> _REQUEST_:
Please count the lines in the data below that contain the string "orange", matching case exactly, and reply with the number alone.

Data records:
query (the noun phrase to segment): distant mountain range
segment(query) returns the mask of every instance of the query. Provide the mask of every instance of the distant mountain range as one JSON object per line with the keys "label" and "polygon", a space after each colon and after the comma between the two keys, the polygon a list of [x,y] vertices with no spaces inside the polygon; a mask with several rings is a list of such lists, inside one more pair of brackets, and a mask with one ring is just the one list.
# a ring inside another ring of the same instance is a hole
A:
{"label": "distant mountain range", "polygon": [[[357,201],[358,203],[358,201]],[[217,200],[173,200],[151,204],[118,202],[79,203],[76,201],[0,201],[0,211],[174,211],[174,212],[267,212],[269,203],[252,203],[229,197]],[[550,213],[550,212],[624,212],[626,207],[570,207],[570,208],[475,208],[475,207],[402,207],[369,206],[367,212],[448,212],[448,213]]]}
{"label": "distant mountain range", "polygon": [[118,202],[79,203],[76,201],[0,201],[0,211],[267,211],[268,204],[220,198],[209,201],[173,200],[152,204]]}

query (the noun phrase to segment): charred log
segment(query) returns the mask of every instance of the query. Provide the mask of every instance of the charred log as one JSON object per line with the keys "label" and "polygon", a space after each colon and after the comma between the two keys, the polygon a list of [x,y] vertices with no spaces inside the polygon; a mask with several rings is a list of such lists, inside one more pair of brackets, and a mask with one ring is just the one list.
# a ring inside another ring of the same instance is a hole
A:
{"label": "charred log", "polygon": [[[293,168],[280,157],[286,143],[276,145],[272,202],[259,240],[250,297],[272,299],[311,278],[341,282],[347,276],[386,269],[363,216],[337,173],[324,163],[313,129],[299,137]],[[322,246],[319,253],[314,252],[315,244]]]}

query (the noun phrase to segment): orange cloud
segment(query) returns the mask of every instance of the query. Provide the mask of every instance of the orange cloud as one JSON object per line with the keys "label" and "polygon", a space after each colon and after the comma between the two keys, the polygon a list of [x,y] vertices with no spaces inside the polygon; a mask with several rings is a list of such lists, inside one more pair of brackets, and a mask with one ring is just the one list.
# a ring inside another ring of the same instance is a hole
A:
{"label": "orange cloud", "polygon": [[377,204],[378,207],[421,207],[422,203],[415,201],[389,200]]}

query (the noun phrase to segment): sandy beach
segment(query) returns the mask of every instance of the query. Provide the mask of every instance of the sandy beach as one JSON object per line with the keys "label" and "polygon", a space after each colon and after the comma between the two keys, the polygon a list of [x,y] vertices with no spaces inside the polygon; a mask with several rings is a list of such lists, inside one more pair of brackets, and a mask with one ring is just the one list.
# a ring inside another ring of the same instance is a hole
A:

---

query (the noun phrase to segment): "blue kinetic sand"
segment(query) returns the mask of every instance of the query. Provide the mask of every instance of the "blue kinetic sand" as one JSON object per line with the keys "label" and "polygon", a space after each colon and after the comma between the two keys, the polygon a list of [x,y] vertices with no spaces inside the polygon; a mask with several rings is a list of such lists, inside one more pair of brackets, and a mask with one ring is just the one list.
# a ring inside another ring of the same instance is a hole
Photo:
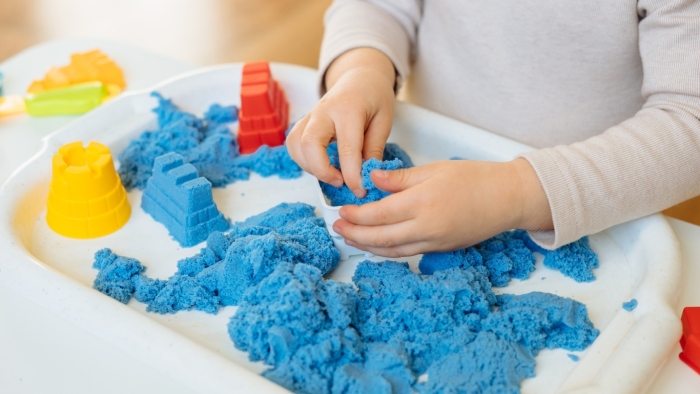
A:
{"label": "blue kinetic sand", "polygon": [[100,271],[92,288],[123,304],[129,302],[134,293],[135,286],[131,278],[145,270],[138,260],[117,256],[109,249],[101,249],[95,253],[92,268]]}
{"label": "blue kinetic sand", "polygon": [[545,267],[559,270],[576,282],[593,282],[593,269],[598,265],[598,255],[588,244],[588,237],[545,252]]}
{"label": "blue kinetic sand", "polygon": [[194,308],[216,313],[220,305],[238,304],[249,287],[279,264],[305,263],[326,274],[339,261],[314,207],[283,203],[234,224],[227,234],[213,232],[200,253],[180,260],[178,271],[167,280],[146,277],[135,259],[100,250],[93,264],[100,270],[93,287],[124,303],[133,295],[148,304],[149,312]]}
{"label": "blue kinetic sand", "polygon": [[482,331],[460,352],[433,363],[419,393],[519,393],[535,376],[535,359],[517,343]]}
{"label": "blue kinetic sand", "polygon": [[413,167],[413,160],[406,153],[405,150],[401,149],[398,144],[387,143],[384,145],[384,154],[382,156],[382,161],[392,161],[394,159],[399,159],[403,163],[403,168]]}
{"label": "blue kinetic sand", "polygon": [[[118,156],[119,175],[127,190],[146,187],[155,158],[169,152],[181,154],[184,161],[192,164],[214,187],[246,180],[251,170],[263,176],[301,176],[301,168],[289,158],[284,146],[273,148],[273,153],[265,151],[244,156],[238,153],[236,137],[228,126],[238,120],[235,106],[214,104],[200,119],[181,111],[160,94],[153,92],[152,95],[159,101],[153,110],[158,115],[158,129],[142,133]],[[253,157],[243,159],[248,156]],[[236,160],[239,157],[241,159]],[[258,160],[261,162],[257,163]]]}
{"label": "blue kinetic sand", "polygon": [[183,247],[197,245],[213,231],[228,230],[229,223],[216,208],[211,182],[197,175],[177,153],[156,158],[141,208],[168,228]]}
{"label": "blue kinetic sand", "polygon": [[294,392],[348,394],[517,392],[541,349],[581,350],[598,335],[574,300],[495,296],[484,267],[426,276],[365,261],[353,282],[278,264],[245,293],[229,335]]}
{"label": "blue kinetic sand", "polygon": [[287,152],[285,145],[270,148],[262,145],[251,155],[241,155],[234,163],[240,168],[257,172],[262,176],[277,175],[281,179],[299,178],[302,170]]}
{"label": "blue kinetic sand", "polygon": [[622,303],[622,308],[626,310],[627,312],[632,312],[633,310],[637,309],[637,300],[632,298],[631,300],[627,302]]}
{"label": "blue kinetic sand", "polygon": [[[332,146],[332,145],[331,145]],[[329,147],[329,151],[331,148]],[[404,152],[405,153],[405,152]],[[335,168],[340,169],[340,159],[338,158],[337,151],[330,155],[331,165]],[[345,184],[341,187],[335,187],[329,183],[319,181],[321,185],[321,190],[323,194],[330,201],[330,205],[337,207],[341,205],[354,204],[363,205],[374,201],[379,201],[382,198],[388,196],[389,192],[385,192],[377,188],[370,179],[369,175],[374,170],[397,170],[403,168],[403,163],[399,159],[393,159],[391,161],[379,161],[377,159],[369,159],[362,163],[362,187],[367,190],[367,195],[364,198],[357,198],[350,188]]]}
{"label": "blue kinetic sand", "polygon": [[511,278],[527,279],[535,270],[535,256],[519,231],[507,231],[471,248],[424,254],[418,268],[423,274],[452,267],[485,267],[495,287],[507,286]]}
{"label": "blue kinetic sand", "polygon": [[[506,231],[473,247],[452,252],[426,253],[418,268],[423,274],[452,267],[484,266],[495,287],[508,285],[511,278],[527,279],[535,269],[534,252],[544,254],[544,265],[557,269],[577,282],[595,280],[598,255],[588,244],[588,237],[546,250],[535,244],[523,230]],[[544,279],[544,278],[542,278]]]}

---

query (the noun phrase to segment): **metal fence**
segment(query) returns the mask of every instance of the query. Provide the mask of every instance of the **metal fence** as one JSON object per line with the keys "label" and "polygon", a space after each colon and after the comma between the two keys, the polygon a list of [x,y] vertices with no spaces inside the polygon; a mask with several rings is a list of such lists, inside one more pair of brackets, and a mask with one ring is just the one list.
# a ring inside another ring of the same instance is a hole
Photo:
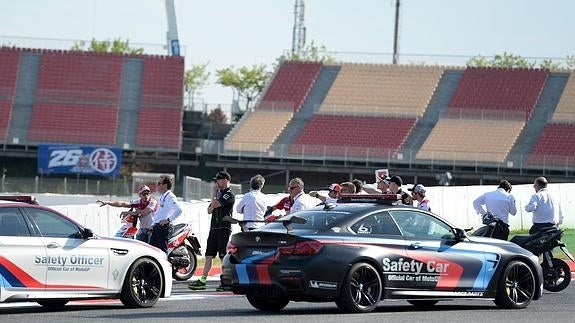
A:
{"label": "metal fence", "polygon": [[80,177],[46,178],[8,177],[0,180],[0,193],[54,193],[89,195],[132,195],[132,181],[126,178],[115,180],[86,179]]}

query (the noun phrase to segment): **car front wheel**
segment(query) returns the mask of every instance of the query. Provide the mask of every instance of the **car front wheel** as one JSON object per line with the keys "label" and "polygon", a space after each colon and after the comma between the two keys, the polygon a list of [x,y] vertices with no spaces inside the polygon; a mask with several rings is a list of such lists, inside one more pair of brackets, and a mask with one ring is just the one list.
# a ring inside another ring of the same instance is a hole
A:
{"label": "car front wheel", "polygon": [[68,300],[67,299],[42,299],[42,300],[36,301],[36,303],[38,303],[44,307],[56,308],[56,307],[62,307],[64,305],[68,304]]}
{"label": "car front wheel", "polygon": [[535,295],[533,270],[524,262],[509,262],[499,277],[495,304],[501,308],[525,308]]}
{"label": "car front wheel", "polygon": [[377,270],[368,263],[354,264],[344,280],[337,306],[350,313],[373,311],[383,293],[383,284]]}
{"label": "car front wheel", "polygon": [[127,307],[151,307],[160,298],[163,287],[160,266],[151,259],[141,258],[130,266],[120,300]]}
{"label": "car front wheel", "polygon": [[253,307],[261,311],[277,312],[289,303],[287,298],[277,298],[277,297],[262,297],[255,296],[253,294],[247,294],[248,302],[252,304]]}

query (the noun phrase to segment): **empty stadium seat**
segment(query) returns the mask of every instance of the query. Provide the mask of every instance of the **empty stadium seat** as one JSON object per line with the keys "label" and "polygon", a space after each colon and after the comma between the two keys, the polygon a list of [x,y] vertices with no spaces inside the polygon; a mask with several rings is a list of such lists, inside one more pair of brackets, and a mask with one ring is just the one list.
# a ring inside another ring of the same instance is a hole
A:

> _ANSWER FOR THIS EXERCISE_:
3